TRECHO DE ORIGEM.
================================

Por isso, Sem Ursos oferece uma excelente reflexão acerca da censura, sem nomeá-la, nem citar de maneira explícita a prisão de Panahi. O roteiro elabora um encontro vertiginoso entre ficção e documentário, na qual um registro invade, deturpa e modifica o seguinte. Nas duas vertentes paralelas, Panahi-personagem perde o domínio e suas criações, que voltam para assombrá-lo. As imagens adquirem vida, prejudicam as pessoas filmadas, ou recebem interpretações muito distintas daquelas concebidas por seu criador. O julgamento do turista pelos aldeões, frente a uma câmera, alude diretamente ao processo de que o cineasta foi vítima, também condicionado a questões religiosas e morais.

Por isso, a fuga final soa como uma espécie de penitência ao criador que pode se deslocar, apesar de não ter realmente para onde ir e ser acolhido. O deslocamento a dois passos da fronteira durante a madrugada, o recuo simbólico ao perceber que estaria sobre a linha da Turquia, e a presença de “pó de outra cidade” no pneu do carro aludem ao estado de perpétua perseguição e paranoia instaurado contra pensadores que ousam questionar as convenções. Os ursos do título, que nunca existem de fato, refletem este medo infantil em relação à diferença e ao desconhecido, percebidos como elemento disruptivo.

================================

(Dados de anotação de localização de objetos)
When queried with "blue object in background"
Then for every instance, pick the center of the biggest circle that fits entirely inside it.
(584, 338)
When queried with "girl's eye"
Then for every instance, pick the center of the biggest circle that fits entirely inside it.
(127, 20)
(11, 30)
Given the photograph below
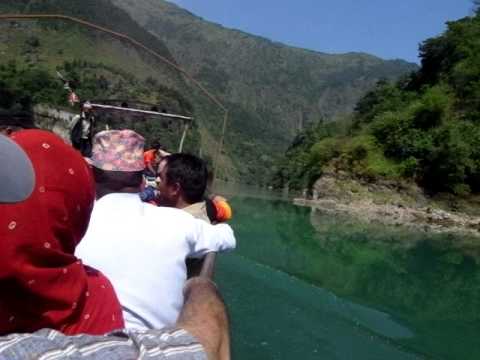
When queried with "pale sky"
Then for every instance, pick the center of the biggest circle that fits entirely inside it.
(386, 28)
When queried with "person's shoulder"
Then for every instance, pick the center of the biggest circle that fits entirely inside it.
(170, 212)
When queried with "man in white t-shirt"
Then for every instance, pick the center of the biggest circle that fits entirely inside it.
(140, 247)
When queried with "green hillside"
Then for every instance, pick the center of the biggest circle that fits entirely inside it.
(98, 66)
(423, 128)
(272, 90)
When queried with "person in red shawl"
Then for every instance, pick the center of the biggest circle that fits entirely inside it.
(42, 284)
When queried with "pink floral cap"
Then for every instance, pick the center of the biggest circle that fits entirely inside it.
(118, 150)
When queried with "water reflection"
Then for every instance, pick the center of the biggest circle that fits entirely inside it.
(421, 291)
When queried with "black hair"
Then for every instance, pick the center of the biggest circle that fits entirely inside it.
(116, 181)
(190, 172)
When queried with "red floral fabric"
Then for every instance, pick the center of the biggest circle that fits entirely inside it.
(42, 284)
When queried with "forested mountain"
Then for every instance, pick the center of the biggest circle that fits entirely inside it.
(98, 66)
(424, 127)
(272, 91)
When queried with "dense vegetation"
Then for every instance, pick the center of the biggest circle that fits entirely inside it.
(424, 127)
(271, 90)
(23, 86)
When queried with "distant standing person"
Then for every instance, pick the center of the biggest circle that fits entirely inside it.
(82, 130)
(153, 157)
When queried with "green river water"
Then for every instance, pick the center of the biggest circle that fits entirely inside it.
(304, 285)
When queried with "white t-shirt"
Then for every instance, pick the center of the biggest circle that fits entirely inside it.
(142, 249)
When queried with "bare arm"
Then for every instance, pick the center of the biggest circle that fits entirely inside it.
(204, 316)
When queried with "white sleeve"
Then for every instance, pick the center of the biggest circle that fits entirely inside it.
(210, 238)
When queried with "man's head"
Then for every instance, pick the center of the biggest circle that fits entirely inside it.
(117, 161)
(87, 107)
(182, 180)
(17, 177)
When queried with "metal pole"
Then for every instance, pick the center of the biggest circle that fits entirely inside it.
(184, 135)
(220, 148)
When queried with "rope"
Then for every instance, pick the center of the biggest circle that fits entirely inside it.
(139, 45)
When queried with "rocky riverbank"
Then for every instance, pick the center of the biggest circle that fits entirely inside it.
(392, 203)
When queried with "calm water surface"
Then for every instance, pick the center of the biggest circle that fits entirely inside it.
(303, 285)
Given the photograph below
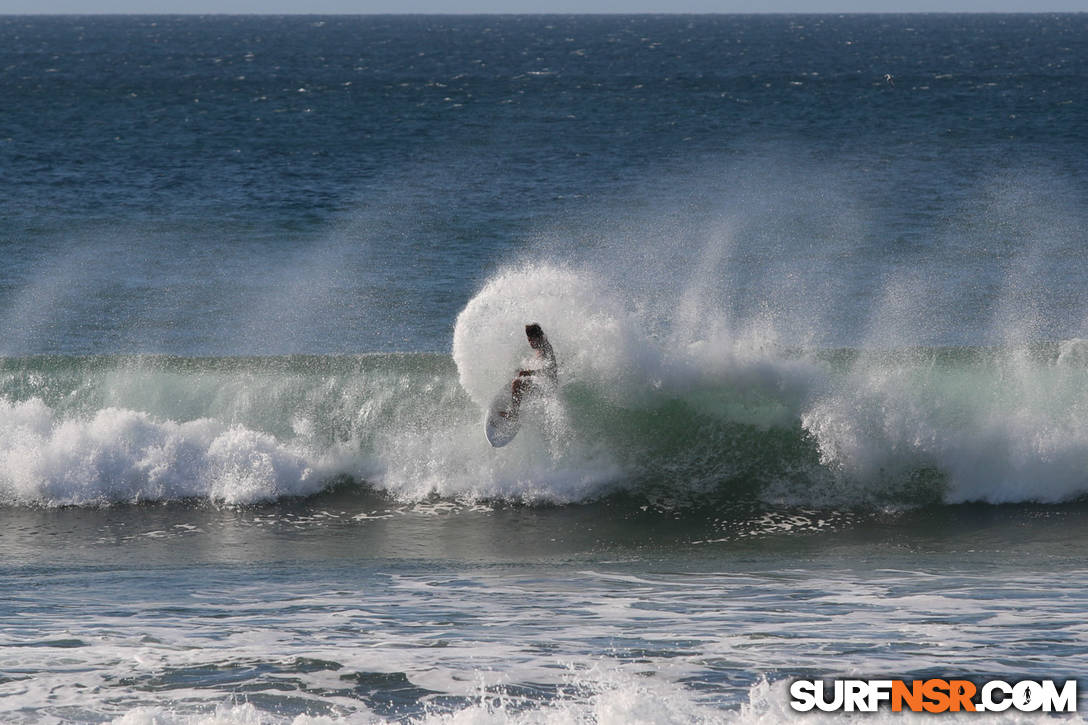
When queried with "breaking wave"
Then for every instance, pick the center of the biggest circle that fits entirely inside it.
(681, 413)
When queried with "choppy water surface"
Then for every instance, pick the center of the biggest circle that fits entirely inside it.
(816, 286)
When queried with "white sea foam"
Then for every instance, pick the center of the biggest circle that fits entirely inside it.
(127, 455)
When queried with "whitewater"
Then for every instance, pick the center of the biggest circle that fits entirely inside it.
(821, 344)
(642, 409)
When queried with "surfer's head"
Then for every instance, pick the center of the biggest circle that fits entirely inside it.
(534, 334)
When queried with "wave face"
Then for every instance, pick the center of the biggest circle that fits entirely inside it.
(675, 415)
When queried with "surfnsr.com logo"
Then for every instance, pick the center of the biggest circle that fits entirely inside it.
(932, 696)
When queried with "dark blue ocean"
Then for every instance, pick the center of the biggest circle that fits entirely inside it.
(817, 286)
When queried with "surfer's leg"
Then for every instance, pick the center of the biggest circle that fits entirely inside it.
(517, 389)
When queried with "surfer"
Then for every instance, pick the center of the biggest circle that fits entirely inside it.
(534, 381)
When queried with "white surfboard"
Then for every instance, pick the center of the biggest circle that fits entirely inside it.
(499, 428)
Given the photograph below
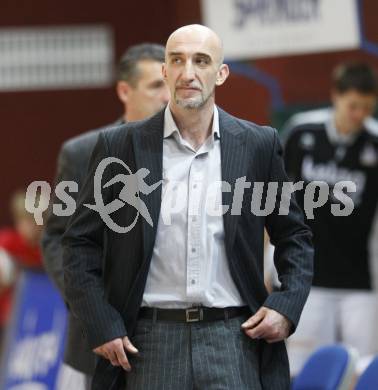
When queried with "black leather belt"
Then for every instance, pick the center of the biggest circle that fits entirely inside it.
(193, 314)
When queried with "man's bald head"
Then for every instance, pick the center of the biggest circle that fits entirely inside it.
(194, 66)
(197, 34)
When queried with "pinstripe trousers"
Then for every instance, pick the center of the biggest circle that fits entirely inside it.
(186, 356)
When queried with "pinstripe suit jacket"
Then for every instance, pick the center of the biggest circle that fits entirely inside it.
(107, 299)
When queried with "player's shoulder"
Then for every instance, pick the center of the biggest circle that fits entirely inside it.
(313, 121)
(82, 140)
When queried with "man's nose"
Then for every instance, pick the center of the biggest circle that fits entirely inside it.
(165, 95)
(188, 73)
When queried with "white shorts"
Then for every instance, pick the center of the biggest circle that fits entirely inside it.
(69, 379)
(335, 316)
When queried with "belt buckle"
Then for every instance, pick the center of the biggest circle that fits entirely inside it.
(194, 318)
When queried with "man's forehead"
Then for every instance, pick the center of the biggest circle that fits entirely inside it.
(192, 48)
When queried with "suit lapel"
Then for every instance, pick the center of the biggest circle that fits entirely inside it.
(234, 166)
(148, 147)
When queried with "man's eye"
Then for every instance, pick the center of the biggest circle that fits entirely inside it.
(202, 61)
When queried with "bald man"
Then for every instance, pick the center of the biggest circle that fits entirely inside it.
(177, 301)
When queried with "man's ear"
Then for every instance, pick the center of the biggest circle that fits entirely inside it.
(222, 75)
(123, 90)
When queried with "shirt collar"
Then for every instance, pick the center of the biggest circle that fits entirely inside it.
(171, 128)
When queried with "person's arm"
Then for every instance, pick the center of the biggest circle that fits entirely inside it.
(83, 245)
(293, 259)
(68, 169)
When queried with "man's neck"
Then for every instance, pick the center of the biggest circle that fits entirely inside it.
(195, 125)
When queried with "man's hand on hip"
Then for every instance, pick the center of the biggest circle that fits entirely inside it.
(267, 324)
(115, 351)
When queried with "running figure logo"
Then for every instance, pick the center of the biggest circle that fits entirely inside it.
(129, 195)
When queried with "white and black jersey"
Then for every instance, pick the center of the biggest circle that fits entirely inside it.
(315, 151)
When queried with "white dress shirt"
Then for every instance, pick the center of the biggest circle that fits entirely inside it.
(189, 265)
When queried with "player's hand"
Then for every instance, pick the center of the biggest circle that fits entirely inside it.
(267, 324)
(115, 351)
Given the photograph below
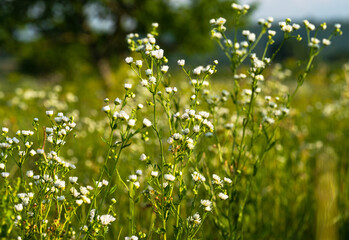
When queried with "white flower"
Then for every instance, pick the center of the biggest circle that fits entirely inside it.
(223, 196)
(132, 178)
(177, 136)
(5, 174)
(220, 21)
(60, 184)
(148, 72)
(197, 70)
(84, 190)
(49, 113)
(131, 238)
(251, 37)
(107, 219)
(32, 152)
(136, 184)
(216, 179)
(197, 177)
(272, 33)
(337, 26)
(143, 157)
(139, 63)
(228, 180)
(169, 177)
(127, 86)
(147, 122)
(158, 53)
(181, 62)
(61, 198)
(30, 173)
(206, 203)
(132, 122)
(326, 42)
(106, 109)
(144, 83)
(259, 77)
(237, 6)
(19, 207)
(73, 179)
(129, 60)
(164, 68)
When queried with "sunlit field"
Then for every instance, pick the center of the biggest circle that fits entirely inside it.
(252, 149)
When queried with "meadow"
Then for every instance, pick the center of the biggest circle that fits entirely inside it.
(255, 150)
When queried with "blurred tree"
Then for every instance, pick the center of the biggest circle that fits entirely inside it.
(46, 36)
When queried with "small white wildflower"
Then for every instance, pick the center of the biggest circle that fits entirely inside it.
(169, 177)
(206, 203)
(181, 62)
(129, 60)
(73, 179)
(223, 196)
(164, 68)
(5, 174)
(220, 21)
(139, 63)
(197, 177)
(32, 152)
(49, 113)
(132, 178)
(19, 207)
(228, 180)
(61, 198)
(127, 86)
(107, 219)
(148, 72)
(106, 109)
(131, 122)
(216, 179)
(136, 184)
(143, 157)
(147, 122)
(30, 173)
(326, 42)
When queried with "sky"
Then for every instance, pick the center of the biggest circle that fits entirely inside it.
(301, 9)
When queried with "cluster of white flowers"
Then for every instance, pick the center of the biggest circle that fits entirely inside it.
(207, 204)
(195, 219)
(197, 177)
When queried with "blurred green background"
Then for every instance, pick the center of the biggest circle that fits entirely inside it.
(68, 56)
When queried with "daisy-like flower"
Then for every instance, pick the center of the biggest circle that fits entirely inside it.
(197, 177)
(181, 62)
(5, 174)
(223, 196)
(169, 177)
(107, 219)
(19, 207)
(129, 60)
(207, 204)
(147, 122)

================================

OBJETIVO DA TAREFA.
Atualize o texto sobre Sem Ursos de "Por isso, a" até "como elemento disruptivo.", substituindo "madrugada" por "noite".

RESPOSTA COMPLETA.
Por isso, a fuga final soa como uma espécie de penitência ao criador que pode se deslocar, apesar de não ter realmente para onde ir e ser acolhido. O deslocamento a dois passos da fronteira durante a noite, o recuo simbólico ao perceber que estaria sobre a linha da Turquia, e a presença de “pó de outra cidade” no pneu do carro aludem ao estado de perpétua perseguição e paranoia instaurado contra pensadores que ousam questionar as convenções. Os ursos do título, que nunca existem de fato, refletem este medo infantil em relação à diferença e ao desconhecido, percebidos como elemento disruptivo.